● **Fragmento para leer**:
He regresado de pasar mis vacaciones en Menorca. Constaté al poco de llegar que todo, en lo exterior y en lo interior, me susurraba una misma palabra de poder, una kotodama como dicen los japoneses: silencio.
Este silencio no se me presentaba como vacío, sino como un murmullo suave que se escondía entre las olas, en las piedras antiguas de los poblados talayóticos y en la calma de los atardeceres. Sentía que la isla me invitaba a detenerme, a escuchar lo que no se oye con los oídos, sino con el alma.
En esos días me acompañaron dos libros que parecían haber llegado a mí como señales en el camino. Ocho millones de dioses, de David Gil, me abrió una ventana a Japón, a esa espiritualidad que siempre me inspira. Y poco después, en mi librería favorita de Ciutadella, Va de Llibres, se me reveló otro título como un regalo inesperado: Biografía del silencio, de Pablo d’Ors. Era el libro que necesitaba: una suerte de brújula en mi práctica de meditación diaria. Lo recomiendo encarecidamente a toda persona que comience este camino o que ya lo transite, pues muestra con honestidad los escollos y dificultades del principiante, así como los amables frutos de la constancia.

● **Problema breve 1**: ¿Qué islas, países o ciudades se nombran en el fragmento sobre las vacaciones en Menorca?
● **Problema breve 2**: ¿Cuántas líneas de las entradas contienen la cadena "white"? Calcúlalo y responde solo con la cifra.

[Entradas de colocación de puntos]

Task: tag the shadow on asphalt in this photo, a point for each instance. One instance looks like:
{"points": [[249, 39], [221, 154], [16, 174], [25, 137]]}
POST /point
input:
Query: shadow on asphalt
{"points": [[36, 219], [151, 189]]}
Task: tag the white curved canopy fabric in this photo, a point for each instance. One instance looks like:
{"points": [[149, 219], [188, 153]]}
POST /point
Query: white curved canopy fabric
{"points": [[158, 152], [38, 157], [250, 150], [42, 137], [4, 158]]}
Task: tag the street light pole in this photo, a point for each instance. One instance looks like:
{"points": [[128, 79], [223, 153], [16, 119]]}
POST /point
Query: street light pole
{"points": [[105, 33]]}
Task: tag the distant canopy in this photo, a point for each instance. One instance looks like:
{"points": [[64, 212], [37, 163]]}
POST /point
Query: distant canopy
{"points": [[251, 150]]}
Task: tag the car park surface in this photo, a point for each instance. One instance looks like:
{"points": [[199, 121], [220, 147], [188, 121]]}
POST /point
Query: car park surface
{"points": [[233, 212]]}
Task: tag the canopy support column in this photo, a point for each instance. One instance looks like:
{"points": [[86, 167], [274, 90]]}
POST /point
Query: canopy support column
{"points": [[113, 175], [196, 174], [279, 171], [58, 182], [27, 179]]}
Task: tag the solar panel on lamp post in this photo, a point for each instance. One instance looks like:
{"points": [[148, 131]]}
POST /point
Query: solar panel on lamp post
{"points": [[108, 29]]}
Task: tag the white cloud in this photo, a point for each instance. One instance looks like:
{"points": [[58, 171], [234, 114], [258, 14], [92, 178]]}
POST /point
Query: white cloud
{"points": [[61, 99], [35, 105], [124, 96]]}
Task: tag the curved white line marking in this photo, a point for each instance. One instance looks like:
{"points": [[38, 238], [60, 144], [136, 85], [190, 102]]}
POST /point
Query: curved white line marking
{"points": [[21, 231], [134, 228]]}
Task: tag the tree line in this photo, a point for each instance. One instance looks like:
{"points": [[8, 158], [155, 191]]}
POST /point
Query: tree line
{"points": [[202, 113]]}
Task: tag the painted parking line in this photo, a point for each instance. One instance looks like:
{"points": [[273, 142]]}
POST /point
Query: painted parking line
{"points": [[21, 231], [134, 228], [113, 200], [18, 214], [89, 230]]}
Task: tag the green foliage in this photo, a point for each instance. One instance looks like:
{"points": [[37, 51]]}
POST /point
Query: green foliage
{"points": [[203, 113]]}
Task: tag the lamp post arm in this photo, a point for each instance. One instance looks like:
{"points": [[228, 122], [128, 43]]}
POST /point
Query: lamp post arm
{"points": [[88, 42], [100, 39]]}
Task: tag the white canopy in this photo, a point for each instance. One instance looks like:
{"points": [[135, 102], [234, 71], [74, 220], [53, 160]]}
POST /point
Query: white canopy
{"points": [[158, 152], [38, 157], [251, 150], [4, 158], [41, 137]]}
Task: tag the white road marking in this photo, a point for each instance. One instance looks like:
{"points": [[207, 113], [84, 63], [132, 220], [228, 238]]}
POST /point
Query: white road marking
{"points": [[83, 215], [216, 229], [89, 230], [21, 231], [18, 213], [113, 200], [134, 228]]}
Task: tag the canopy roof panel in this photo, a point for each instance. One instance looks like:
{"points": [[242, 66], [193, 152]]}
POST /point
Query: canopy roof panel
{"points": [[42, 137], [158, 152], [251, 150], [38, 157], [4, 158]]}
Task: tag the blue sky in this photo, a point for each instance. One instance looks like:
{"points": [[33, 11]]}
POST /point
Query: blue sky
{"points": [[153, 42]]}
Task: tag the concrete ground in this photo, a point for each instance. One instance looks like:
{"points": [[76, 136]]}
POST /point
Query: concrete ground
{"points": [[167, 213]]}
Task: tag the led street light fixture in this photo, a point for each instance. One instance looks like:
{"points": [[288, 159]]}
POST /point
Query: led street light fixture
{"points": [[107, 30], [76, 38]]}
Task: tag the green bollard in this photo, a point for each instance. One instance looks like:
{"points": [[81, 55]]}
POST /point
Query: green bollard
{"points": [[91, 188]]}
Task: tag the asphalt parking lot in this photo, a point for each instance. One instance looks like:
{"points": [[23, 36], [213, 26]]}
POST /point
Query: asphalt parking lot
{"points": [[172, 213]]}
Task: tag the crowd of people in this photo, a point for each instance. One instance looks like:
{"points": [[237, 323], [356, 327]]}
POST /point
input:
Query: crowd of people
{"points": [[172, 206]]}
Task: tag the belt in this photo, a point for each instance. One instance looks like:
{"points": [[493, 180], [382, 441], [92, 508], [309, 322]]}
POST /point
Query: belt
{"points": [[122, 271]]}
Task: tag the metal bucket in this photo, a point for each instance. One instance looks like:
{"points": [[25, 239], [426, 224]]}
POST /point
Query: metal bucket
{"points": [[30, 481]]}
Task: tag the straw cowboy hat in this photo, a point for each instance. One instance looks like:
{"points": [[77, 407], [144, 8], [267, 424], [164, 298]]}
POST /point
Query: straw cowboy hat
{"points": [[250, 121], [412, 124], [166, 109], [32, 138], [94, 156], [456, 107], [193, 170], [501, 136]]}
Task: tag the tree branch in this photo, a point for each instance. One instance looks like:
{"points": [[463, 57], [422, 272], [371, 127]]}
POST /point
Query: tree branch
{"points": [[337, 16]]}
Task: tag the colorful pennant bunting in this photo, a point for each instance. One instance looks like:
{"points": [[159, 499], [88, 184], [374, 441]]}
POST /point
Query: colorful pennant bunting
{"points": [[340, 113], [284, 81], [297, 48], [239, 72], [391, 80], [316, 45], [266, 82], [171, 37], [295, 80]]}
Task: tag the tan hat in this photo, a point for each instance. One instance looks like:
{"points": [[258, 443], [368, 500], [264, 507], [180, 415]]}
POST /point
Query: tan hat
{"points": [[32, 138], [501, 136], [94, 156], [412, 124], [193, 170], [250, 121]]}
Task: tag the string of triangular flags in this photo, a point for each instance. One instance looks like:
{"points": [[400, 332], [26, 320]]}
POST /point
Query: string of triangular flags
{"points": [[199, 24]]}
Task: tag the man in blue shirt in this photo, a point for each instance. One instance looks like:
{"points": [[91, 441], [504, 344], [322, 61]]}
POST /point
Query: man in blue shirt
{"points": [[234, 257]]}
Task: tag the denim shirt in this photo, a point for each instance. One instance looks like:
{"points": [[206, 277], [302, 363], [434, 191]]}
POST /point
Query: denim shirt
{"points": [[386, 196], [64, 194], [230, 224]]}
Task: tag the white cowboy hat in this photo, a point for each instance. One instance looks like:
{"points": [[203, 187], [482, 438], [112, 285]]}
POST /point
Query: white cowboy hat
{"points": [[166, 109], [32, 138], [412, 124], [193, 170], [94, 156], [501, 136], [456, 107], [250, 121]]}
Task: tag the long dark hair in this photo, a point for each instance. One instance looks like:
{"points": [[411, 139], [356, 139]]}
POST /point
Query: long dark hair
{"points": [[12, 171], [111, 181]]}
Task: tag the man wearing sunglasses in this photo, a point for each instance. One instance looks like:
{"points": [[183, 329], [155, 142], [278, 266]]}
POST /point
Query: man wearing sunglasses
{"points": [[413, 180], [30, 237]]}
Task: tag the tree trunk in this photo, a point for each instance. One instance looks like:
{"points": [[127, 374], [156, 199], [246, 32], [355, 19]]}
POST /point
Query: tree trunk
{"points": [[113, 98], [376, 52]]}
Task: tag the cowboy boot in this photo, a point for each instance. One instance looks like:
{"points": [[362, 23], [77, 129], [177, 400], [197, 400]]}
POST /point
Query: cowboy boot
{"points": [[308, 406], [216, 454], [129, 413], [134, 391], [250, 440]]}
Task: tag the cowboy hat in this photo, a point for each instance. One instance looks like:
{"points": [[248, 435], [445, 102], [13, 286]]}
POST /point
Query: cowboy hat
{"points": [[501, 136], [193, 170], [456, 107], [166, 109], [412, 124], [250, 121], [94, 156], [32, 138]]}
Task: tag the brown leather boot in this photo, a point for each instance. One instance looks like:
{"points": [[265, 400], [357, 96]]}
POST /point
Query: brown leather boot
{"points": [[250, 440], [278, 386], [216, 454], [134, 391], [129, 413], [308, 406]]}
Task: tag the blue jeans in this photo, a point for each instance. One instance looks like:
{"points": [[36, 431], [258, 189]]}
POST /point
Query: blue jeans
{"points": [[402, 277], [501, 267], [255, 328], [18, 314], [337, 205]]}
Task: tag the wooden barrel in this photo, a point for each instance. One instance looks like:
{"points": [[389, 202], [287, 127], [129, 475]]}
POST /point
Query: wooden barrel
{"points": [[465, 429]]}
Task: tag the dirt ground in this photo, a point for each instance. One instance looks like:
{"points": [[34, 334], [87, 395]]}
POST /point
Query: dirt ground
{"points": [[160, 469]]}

● **Respuesta 1**: Menorca, Japón y Ciutadella.

● **Respuesta 2**: 12